PROMPT: Reproduce the listing word for word. Skip any image.

■ ■ ■

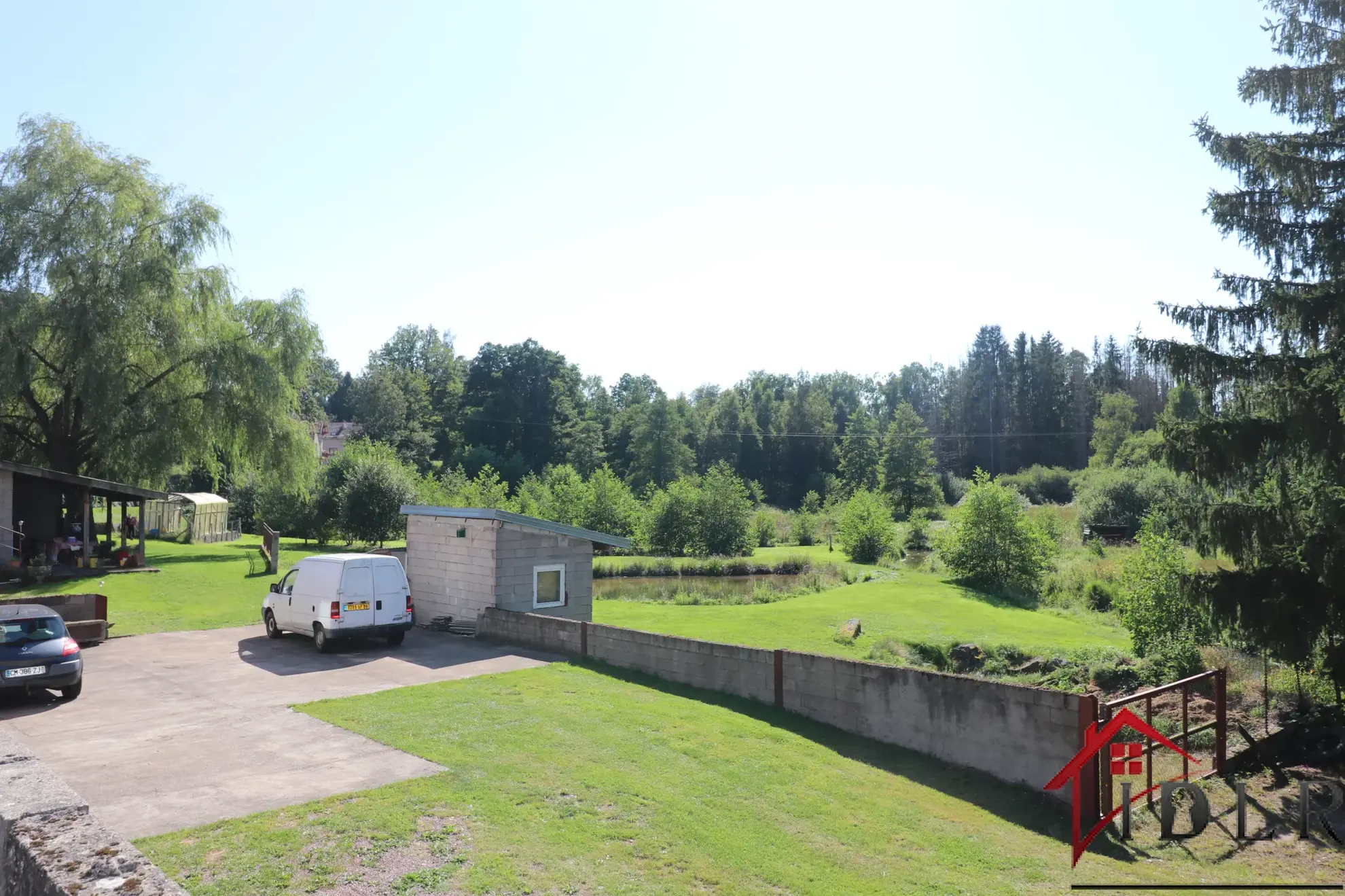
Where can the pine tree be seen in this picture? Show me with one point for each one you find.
(860, 452)
(908, 461)
(1273, 447)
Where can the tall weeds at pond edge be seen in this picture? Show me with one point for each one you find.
(711, 567)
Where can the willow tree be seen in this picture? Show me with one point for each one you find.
(122, 354)
(1272, 442)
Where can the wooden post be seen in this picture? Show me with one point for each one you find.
(88, 529)
(1220, 720)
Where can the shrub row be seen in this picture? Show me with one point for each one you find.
(711, 567)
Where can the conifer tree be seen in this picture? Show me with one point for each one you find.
(1272, 442)
(908, 461)
(860, 452)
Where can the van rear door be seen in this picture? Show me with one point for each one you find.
(357, 595)
(391, 592)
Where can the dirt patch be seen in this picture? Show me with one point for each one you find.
(427, 865)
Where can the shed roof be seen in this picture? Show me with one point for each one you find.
(200, 498)
(503, 516)
(103, 487)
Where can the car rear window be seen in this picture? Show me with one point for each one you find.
(37, 628)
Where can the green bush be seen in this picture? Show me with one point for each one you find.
(1099, 596)
(918, 531)
(992, 543)
(1151, 605)
(764, 526)
(1043, 484)
(867, 533)
(1125, 495)
(805, 528)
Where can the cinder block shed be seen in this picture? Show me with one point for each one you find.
(461, 560)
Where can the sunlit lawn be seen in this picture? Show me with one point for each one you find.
(571, 779)
(912, 607)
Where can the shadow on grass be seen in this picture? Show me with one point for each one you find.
(1017, 805)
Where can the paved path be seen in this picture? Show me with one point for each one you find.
(185, 728)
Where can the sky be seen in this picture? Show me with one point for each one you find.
(689, 190)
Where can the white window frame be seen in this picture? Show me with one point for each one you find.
(558, 568)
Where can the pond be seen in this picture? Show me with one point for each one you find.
(700, 590)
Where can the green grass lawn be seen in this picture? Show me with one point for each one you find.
(912, 607)
(569, 779)
(817, 553)
(201, 586)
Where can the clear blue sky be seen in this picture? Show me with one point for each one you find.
(690, 190)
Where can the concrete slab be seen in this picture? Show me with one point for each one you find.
(186, 728)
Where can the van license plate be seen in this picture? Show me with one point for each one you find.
(24, 672)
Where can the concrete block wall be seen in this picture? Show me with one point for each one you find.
(744, 672)
(50, 845)
(450, 576)
(1021, 735)
(520, 550)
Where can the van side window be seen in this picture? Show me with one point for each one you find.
(358, 581)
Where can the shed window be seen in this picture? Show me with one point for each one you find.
(549, 586)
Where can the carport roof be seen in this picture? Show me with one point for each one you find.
(503, 516)
(104, 487)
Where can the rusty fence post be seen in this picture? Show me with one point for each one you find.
(1220, 720)
(1088, 774)
(779, 679)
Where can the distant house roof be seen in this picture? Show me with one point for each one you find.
(503, 516)
(103, 487)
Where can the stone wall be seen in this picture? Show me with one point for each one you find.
(450, 576)
(50, 845)
(520, 550)
(1021, 735)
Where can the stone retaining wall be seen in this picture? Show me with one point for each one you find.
(1021, 735)
(50, 845)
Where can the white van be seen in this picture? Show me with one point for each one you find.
(334, 596)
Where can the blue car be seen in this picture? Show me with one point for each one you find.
(37, 651)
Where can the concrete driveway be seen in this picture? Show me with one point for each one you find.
(192, 727)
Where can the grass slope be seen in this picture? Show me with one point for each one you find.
(914, 607)
(567, 779)
(201, 586)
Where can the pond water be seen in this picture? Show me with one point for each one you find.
(711, 590)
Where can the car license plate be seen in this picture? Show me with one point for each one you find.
(24, 672)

■ ■ ■

WRITTEN SOLUTION:
Where can the pine tree be seen in this picture? Show me with one point for each one you find.
(860, 452)
(908, 461)
(1273, 447)
Where can the tall weeds at pond edge be seen in this picture? Show me with one point for each one you find.
(711, 567)
Where can the willow tree be seen in this picture? Show me with one point for each one you find.
(122, 354)
(1272, 442)
Where can the wooden post be seen in this picture? Show me with one point for each one you find.
(88, 529)
(1220, 720)
Where can the shrub row be seen in this picture? Show me with one point for each one you find.
(711, 567)
Where can the conifer tree be seen in this picture? Show me with one point for each one you find.
(1272, 442)
(908, 461)
(860, 452)
Where can the van rear door be seen in this picture? Show me with one point for each one you find.
(357, 595)
(391, 592)
Where can the dirt patch be seen in this picture? Show me with one point for each one you find.
(427, 865)
Where can the shed roof be seen in this picture? Show me with one point for each one you find.
(200, 498)
(503, 516)
(103, 487)
Where can the car rear window be seen in this picture? Show me with one point for each one you find.
(37, 628)
Where can the green bush be seen in this picture? Show me with one point for each one you find.
(1099, 596)
(918, 531)
(992, 543)
(1151, 605)
(764, 526)
(1043, 484)
(867, 533)
(1125, 495)
(805, 528)
Where can the cinder block shed be seen in this picture? Show me with one point for each one you find.
(461, 560)
Where can the sunlit lawn be seen in this picture? Show me with one point for each one you find.
(571, 779)
(912, 607)
Where can the shadow on grass be seen in this picture? Show me with one point for each one you find.
(1017, 805)
Where can the paved path be seen in this picture? Show me with one point for each one you find.
(185, 728)
Where can the sky be seen in this picture? Show me with one point for each one you find.
(689, 190)
Where can the white window frame be seen in this picture? Show me with one point for each one you find.
(558, 568)
Where can the pond be seen in this picture? Show me with one point for each one you find.
(700, 590)
Where can the green grass lawn be seen in this picture? Show me with one point for each one you find.
(912, 607)
(569, 779)
(817, 553)
(201, 586)
Where can the clear blue sky be seen in this picture? Show me with one point for each one you find.
(690, 190)
Where can the concrete slab be seen in this picture? Show me with one point for each one you find.
(186, 728)
Where can the van license plate be seen in this picture? Show me with one point for each one you find.
(24, 672)
Where can the concrete block wall be seen in this picture? Show me with one point for each one you find.
(744, 672)
(50, 845)
(450, 576)
(1021, 735)
(520, 550)
Where can the van side window be seen in this picture? Show me with one point for each one you find.
(358, 581)
Where can the shed window be seen in this picture? Show me with one point for each one you find.
(549, 586)
Where can the carport roof be seen in this picture? Show me with one point for each one you find.
(503, 516)
(104, 487)
Where can the rusty fence post be seen in this picture? Show me with one point for each one you find.
(1220, 720)
(1088, 774)
(779, 679)
Where can the distant house roof be seen in this picture? Show me with one point for each one you find.
(503, 516)
(103, 487)
Where can the stone wall be seen in this picture? Show me with one point for each one you find.
(450, 576)
(50, 845)
(520, 550)
(1021, 735)
Where can the stone retaining wall be seen in this picture? Show me with one point for each one you find.
(1021, 735)
(50, 845)
Where can the white van be seen in this picture? Show me with one point for each one you find.
(334, 596)
Where can the blue car be seen in this picture? Show me with one point for each one you find.
(37, 651)
Where can the concrete driveway be seen in this picture? Show me with one point for each one you find.
(192, 727)
Where can the grass slope be seen in this picture? Show me with one point for each one you find.
(914, 607)
(567, 779)
(201, 586)
Where can the pond water be seen in this picture? Show me with one point for each one you find.
(711, 590)
Where can the car license plate be seen in this picture? Show me with one point for each one you find.
(24, 672)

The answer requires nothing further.